§ **INSTRUCTIONS FOR THE TASK**: Reproduce the data from the line containing "If you would be willing to indicate the grey" through the end of the data, keeping every request line, and offset each coordinate value in the answers by -116. Output only that section.

§ **DATASET CONTENT**:
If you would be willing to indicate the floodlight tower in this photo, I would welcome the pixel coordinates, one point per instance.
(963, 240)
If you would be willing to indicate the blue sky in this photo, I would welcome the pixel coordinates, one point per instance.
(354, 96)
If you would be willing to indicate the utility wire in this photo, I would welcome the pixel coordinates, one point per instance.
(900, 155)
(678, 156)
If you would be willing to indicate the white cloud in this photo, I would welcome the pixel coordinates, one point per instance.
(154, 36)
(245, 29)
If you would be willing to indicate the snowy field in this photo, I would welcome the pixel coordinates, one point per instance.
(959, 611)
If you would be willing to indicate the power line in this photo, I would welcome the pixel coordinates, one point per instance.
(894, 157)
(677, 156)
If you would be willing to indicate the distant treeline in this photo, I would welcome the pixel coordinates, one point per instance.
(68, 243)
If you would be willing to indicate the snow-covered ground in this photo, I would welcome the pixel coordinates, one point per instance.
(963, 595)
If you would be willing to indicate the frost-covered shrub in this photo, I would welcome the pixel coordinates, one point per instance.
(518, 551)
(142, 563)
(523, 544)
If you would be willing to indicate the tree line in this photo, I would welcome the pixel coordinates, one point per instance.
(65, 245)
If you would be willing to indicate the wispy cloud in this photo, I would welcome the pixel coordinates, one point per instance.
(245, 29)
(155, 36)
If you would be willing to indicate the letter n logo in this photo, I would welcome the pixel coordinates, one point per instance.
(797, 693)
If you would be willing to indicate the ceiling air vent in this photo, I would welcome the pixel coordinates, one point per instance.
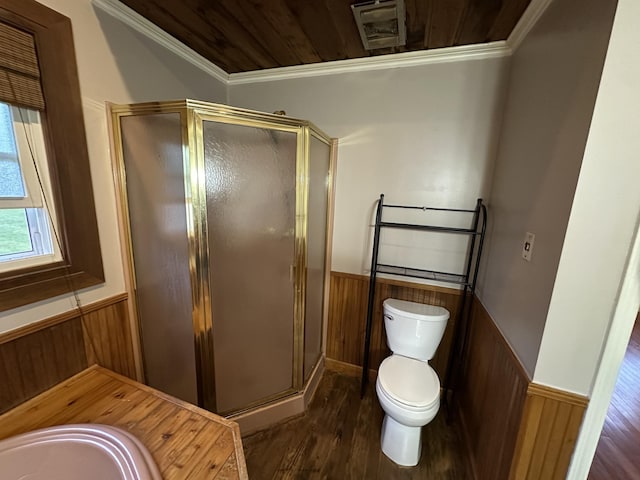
(380, 23)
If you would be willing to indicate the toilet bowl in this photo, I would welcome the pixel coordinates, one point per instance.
(408, 388)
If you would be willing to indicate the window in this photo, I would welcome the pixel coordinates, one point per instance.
(27, 221)
(41, 113)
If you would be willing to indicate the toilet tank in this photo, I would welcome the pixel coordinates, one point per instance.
(413, 329)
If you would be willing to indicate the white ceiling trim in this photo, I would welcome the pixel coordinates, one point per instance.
(395, 60)
(398, 60)
(136, 21)
(529, 18)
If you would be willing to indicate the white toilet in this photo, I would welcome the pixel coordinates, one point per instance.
(408, 388)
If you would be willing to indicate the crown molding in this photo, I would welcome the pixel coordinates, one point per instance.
(529, 18)
(91, 104)
(145, 27)
(395, 60)
(398, 60)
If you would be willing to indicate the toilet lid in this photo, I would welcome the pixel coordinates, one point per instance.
(409, 381)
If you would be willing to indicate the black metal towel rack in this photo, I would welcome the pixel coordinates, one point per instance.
(467, 279)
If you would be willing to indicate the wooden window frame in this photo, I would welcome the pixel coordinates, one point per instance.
(68, 158)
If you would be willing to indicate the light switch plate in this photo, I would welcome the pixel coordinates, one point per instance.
(527, 246)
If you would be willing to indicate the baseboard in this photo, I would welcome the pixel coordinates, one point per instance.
(348, 369)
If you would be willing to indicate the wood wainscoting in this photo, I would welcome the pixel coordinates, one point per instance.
(547, 435)
(490, 399)
(36, 357)
(348, 314)
(512, 428)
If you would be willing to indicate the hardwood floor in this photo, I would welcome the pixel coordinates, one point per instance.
(339, 438)
(618, 453)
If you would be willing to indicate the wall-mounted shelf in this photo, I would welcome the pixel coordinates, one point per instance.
(466, 280)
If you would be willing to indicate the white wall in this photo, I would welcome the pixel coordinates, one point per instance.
(422, 135)
(602, 226)
(552, 89)
(119, 65)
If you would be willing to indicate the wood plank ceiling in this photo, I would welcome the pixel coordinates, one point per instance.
(247, 35)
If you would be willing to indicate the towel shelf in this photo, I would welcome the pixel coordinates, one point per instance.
(466, 280)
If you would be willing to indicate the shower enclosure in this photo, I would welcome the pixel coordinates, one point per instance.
(227, 216)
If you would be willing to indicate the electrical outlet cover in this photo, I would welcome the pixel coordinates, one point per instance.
(527, 246)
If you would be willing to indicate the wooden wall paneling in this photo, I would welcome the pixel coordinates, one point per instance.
(548, 431)
(36, 357)
(489, 398)
(31, 364)
(107, 339)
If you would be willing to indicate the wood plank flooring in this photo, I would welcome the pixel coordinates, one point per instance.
(618, 453)
(339, 438)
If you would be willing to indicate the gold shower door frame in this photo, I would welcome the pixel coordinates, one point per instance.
(192, 115)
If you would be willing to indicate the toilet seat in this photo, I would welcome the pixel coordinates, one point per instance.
(411, 383)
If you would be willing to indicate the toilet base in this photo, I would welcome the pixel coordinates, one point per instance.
(401, 443)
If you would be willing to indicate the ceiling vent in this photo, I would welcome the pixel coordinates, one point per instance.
(381, 23)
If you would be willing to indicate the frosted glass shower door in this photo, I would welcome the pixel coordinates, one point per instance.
(319, 159)
(251, 214)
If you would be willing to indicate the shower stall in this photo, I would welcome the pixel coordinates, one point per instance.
(227, 215)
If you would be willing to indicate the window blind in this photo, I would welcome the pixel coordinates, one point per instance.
(19, 72)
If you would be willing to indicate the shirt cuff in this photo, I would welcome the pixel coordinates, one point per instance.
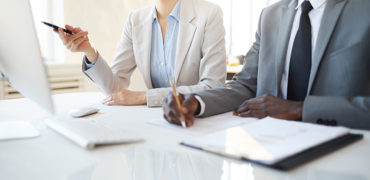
(88, 64)
(202, 105)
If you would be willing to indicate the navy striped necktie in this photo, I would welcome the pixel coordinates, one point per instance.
(300, 60)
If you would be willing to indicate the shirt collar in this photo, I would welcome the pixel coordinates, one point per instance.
(175, 11)
(315, 3)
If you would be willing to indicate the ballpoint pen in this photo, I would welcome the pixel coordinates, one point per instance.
(174, 93)
(57, 27)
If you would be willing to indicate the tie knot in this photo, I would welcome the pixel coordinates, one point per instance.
(306, 7)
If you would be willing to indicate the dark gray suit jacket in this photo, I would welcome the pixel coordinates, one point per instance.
(339, 85)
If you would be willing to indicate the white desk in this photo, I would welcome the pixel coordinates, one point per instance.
(51, 156)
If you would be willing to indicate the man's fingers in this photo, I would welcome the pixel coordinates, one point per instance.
(254, 113)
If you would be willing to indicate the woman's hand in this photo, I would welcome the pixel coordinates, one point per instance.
(78, 42)
(126, 97)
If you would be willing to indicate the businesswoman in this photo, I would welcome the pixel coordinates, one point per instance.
(182, 39)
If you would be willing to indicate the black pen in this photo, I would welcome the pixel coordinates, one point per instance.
(56, 27)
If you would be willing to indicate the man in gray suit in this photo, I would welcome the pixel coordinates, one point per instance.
(310, 62)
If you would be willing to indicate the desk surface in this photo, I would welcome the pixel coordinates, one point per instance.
(51, 156)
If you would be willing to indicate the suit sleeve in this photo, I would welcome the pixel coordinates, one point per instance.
(212, 69)
(114, 78)
(243, 86)
(352, 112)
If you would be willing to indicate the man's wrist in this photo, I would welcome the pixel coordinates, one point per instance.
(200, 106)
(299, 110)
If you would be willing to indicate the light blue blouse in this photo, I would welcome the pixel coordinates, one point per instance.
(163, 54)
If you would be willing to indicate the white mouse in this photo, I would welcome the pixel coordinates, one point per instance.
(82, 112)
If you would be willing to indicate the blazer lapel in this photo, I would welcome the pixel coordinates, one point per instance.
(142, 35)
(329, 20)
(186, 34)
(285, 27)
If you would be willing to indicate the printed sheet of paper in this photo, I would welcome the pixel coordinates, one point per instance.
(204, 126)
(269, 140)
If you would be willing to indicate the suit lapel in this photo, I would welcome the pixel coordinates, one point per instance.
(329, 20)
(186, 34)
(142, 34)
(285, 27)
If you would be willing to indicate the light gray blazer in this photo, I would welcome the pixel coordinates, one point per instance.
(339, 85)
(200, 57)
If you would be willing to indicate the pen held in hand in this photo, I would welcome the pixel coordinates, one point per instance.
(178, 104)
(57, 27)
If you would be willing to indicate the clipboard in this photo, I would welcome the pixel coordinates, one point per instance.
(296, 159)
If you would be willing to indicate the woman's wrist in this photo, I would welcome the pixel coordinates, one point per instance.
(91, 55)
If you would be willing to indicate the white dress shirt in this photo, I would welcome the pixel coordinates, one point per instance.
(315, 18)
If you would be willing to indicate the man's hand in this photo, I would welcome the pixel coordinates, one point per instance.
(269, 105)
(173, 114)
(126, 97)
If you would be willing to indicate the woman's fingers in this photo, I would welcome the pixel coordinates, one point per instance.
(76, 36)
(77, 43)
(107, 99)
(62, 36)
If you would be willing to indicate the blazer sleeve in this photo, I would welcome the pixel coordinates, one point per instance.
(352, 112)
(212, 69)
(243, 86)
(114, 78)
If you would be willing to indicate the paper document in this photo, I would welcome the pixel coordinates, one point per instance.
(268, 140)
(203, 126)
(17, 130)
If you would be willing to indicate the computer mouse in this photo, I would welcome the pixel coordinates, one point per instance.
(82, 112)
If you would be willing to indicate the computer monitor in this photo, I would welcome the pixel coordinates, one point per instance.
(20, 57)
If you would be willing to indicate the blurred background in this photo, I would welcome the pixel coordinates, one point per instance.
(104, 20)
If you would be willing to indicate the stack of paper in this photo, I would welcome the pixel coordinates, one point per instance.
(268, 140)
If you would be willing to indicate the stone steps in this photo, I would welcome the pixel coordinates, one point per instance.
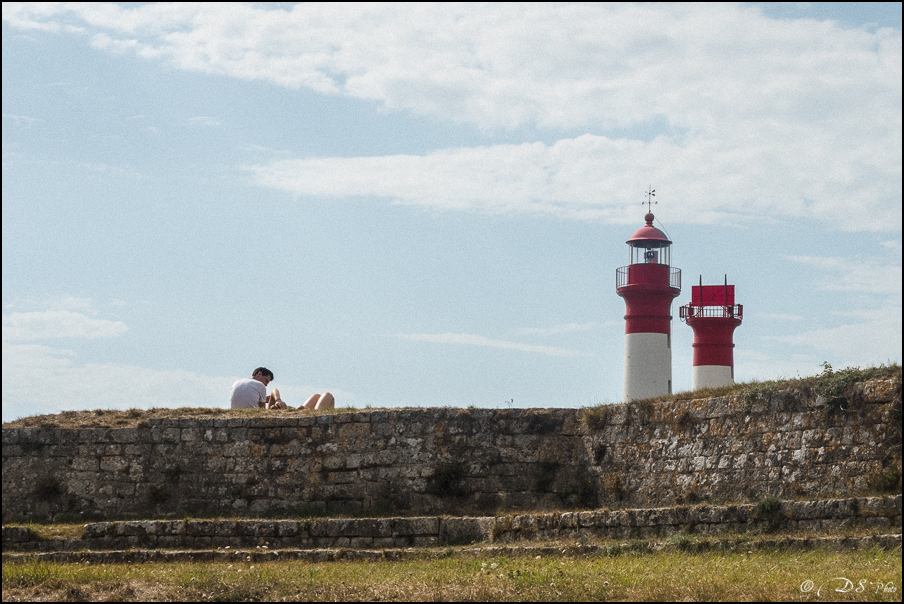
(866, 515)
(259, 555)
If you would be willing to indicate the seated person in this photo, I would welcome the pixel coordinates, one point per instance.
(251, 392)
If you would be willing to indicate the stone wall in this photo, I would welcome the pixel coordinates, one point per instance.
(458, 461)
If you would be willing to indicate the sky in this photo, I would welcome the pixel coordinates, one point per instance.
(426, 204)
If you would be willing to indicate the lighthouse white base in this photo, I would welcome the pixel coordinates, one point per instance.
(648, 365)
(713, 376)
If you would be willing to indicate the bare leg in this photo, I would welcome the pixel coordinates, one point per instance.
(320, 401)
(274, 401)
(326, 401)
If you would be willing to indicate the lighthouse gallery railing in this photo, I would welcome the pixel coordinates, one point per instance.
(621, 277)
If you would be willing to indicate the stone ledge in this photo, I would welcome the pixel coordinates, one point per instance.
(875, 513)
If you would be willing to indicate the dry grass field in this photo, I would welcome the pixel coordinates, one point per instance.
(616, 575)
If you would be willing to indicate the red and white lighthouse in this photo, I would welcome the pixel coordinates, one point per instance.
(648, 285)
(713, 315)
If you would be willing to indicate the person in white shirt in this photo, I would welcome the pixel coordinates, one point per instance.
(251, 392)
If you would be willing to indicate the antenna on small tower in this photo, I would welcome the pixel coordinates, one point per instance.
(651, 193)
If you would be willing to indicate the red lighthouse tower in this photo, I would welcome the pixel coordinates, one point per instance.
(713, 315)
(648, 285)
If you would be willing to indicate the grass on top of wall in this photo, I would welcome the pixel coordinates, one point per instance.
(131, 418)
(830, 384)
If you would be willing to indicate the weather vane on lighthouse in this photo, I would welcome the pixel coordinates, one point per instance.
(650, 195)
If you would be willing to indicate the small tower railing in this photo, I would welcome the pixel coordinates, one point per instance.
(718, 312)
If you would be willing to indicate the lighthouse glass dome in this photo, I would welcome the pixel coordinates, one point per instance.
(649, 245)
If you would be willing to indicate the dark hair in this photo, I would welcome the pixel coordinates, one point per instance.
(263, 370)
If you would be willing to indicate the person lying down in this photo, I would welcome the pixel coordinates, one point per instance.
(249, 393)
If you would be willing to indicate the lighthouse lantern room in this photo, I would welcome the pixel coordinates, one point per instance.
(648, 285)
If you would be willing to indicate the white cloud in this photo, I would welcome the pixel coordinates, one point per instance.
(852, 275)
(757, 117)
(204, 121)
(475, 340)
(557, 329)
(25, 326)
(589, 178)
(563, 65)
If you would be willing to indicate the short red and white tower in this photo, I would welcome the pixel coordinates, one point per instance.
(713, 315)
(648, 285)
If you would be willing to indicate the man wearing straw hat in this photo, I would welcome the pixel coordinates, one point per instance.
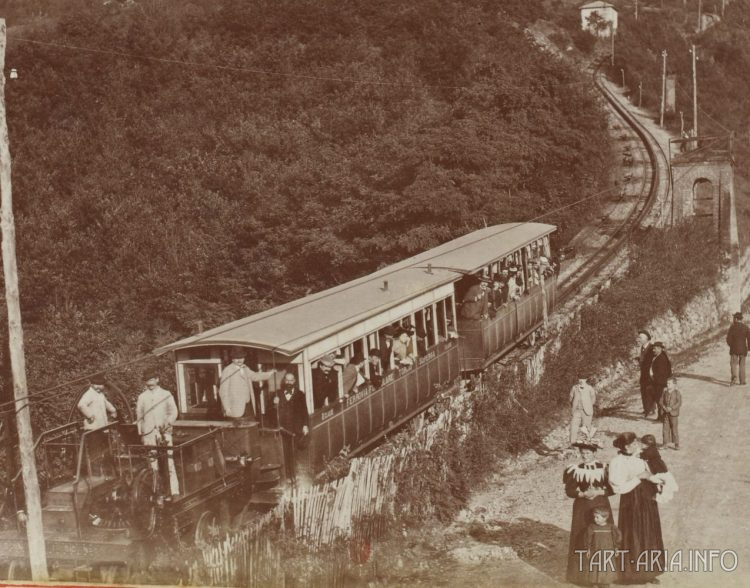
(236, 386)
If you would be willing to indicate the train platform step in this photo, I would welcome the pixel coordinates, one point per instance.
(270, 497)
(62, 494)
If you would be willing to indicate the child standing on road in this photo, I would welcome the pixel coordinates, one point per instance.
(670, 403)
(650, 454)
(602, 540)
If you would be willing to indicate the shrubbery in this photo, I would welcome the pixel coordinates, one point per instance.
(152, 195)
(667, 269)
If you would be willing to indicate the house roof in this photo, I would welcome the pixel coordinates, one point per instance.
(598, 4)
(291, 327)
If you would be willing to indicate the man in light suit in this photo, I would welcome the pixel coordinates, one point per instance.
(156, 412)
(582, 400)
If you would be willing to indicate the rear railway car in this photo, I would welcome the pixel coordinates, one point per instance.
(405, 331)
(360, 319)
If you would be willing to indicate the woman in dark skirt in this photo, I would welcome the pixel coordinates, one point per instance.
(639, 520)
(587, 484)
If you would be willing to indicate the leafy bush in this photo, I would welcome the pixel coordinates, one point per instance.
(163, 195)
(506, 416)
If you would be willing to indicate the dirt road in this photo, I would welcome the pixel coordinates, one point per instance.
(515, 532)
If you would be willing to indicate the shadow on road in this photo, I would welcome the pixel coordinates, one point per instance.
(540, 545)
(702, 378)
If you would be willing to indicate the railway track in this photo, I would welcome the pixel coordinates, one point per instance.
(651, 185)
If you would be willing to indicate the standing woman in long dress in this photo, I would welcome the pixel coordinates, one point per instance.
(587, 484)
(639, 520)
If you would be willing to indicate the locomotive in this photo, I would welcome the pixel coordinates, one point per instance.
(106, 495)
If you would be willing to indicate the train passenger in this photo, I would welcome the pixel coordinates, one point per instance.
(325, 383)
(475, 304)
(95, 407)
(497, 295)
(386, 348)
(236, 386)
(401, 349)
(352, 375)
(156, 412)
(514, 288)
(291, 414)
(376, 367)
(421, 335)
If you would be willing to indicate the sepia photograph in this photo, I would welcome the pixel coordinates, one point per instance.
(391, 293)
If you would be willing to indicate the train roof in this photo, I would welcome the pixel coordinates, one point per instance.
(292, 327)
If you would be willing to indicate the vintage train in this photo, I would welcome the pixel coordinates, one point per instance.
(106, 495)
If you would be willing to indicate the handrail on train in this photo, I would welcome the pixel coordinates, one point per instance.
(75, 424)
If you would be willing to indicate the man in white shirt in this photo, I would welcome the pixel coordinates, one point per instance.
(95, 407)
(236, 386)
(582, 400)
(156, 412)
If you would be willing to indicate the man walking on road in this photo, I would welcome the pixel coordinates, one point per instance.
(582, 400)
(646, 356)
(661, 369)
(738, 338)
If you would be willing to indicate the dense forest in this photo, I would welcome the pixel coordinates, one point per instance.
(181, 162)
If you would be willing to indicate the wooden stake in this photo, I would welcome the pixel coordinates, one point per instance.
(34, 530)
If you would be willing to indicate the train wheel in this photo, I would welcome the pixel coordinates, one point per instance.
(207, 530)
(143, 501)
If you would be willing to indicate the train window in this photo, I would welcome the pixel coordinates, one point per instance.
(441, 318)
(199, 385)
(429, 325)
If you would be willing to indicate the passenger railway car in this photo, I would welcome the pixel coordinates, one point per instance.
(105, 495)
(356, 319)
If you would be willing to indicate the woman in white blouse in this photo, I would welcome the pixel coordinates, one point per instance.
(639, 521)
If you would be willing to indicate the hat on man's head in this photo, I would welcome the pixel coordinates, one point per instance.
(327, 360)
(388, 331)
(586, 439)
(237, 353)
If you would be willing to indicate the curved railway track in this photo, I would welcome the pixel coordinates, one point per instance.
(649, 193)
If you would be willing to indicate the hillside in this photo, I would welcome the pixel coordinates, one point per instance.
(183, 162)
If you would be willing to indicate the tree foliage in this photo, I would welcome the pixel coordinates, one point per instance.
(209, 159)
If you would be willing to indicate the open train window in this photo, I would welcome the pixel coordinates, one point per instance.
(198, 382)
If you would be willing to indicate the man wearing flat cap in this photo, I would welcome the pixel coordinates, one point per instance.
(95, 407)
(325, 382)
(236, 386)
(738, 339)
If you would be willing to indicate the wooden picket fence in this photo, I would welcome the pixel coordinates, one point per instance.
(353, 510)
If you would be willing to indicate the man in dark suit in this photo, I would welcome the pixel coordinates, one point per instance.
(738, 338)
(291, 412)
(645, 358)
(661, 370)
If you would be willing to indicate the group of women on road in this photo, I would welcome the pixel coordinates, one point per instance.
(601, 553)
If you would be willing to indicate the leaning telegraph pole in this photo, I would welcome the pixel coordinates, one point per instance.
(663, 85)
(695, 93)
(34, 529)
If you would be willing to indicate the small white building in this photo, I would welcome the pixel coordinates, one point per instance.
(604, 11)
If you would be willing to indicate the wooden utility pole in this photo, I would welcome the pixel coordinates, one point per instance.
(695, 93)
(663, 85)
(34, 530)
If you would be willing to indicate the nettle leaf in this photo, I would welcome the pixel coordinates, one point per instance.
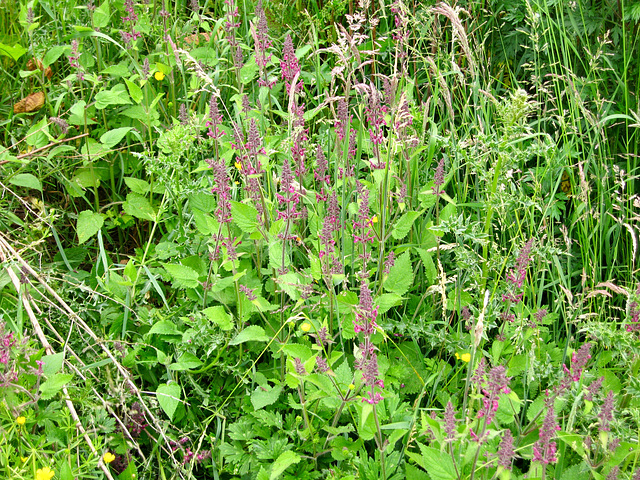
(183, 276)
(400, 276)
(116, 96)
(139, 207)
(187, 361)
(111, 138)
(26, 180)
(53, 385)
(252, 333)
(402, 227)
(284, 461)
(263, 396)
(244, 216)
(169, 398)
(220, 317)
(438, 465)
(89, 223)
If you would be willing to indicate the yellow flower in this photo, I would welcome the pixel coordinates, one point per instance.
(44, 474)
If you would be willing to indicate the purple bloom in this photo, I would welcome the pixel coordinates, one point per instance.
(506, 454)
(450, 422)
(544, 450)
(606, 413)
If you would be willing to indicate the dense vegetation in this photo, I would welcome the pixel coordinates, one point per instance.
(321, 239)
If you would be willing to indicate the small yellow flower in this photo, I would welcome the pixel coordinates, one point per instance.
(44, 474)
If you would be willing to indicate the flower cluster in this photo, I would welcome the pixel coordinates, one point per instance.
(290, 67)
(544, 450)
(367, 360)
(130, 35)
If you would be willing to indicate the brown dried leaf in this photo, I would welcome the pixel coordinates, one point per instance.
(32, 103)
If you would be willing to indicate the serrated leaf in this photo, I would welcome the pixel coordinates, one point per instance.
(284, 461)
(139, 207)
(252, 333)
(169, 398)
(89, 223)
(263, 396)
(404, 224)
(183, 276)
(53, 385)
(26, 180)
(438, 465)
(116, 96)
(187, 361)
(220, 317)
(164, 327)
(400, 276)
(111, 138)
(244, 216)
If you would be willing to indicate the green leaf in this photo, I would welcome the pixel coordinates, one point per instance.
(52, 363)
(164, 327)
(244, 216)
(169, 398)
(183, 276)
(139, 207)
(220, 317)
(134, 90)
(187, 361)
(138, 186)
(54, 384)
(116, 96)
(14, 52)
(438, 465)
(111, 138)
(252, 333)
(400, 275)
(53, 54)
(263, 396)
(404, 224)
(89, 223)
(284, 461)
(26, 180)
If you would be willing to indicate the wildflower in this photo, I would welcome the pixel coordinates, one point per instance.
(289, 66)
(300, 370)
(450, 422)
(44, 474)
(606, 413)
(544, 450)
(506, 453)
(438, 178)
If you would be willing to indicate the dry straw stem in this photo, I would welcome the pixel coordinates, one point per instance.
(45, 343)
(8, 252)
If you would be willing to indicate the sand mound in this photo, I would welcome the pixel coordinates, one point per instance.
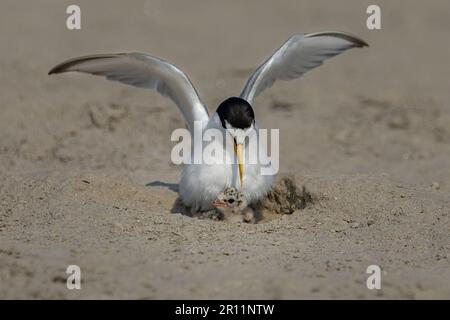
(129, 244)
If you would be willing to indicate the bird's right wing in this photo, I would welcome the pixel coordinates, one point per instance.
(298, 55)
(143, 71)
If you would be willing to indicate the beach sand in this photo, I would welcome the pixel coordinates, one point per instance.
(87, 178)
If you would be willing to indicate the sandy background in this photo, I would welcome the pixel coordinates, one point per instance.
(367, 135)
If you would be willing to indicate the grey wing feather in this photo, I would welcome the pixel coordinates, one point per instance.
(298, 55)
(143, 71)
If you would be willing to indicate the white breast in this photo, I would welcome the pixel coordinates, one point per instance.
(201, 183)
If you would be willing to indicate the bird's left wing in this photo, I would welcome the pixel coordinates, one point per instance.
(301, 53)
(143, 71)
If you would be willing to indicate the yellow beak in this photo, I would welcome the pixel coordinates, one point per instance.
(238, 150)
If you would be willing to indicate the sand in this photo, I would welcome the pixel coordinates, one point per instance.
(365, 155)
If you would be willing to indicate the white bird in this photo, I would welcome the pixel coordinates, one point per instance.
(201, 183)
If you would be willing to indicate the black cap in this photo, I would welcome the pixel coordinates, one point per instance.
(237, 112)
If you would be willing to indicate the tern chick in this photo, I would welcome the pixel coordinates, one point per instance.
(232, 206)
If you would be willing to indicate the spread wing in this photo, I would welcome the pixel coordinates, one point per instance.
(298, 55)
(143, 71)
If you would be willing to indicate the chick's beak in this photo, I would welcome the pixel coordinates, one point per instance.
(238, 150)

§ **CORRECT OUTPUT**:
If you would be willing to indicate the grey wing feather in this photo, I would welcome the pixel coordinates, one point per instance.
(182, -61)
(27, -45)
If you would be willing to indicate the white breast in this photo, I would welcome the pixel coordinates, one point per instance.
(85, 67)
If you would be willing to indicate the bird's left wing in this photo, I would welcome the pixel coordinates, one point per instance.
(185, -63)
(27, -45)
If you would be willing to indicate the yellow beak in this photo, I would welcome the pixel coordinates, one point per instance.
(122, 34)
If you would be willing to indicate the sand in this photo, I would welcome the pixel coordinates, one point per instance.
(249, 39)
If you would be willing to indicate the white bird in this photo, I would welcome the pixel coordinates, one point per instance.
(85, 67)
If you would be willing to indicate the black cap in this photo, I would welcome the pixel coordinates, one point per instance.
(121, -4)
If you would be willing to indicate the tern chick in this photo, I would welcome the pixel coordinates, one point per instance.
(116, 90)
If you would be willing to indicate the spread wing in this photo, I would welcome the pixel coordinates, one point per instance.
(182, -61)
(27, -45)
If you would be willing to indicate the chick's beak in this photo, I would welcome the pixel coordinates, one point per instance.
(122, 34)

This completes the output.